- Exercise brief -
The complete listing should be restated exactly.

- Records for processing -
*** Begin section ***

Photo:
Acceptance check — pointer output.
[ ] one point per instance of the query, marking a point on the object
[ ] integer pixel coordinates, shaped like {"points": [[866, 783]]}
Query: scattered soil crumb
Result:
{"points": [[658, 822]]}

*** End section ***

- Exercise output -
Photo:
Acceptance check — pointer output.
[ ] one point per instance of the query, marking a point on the object
[ ] integer pixel coordinates, shaped like {"points": [[866, 783]]}
Query: scattered soil crumb
Result:
{"points": [[658, 822]]}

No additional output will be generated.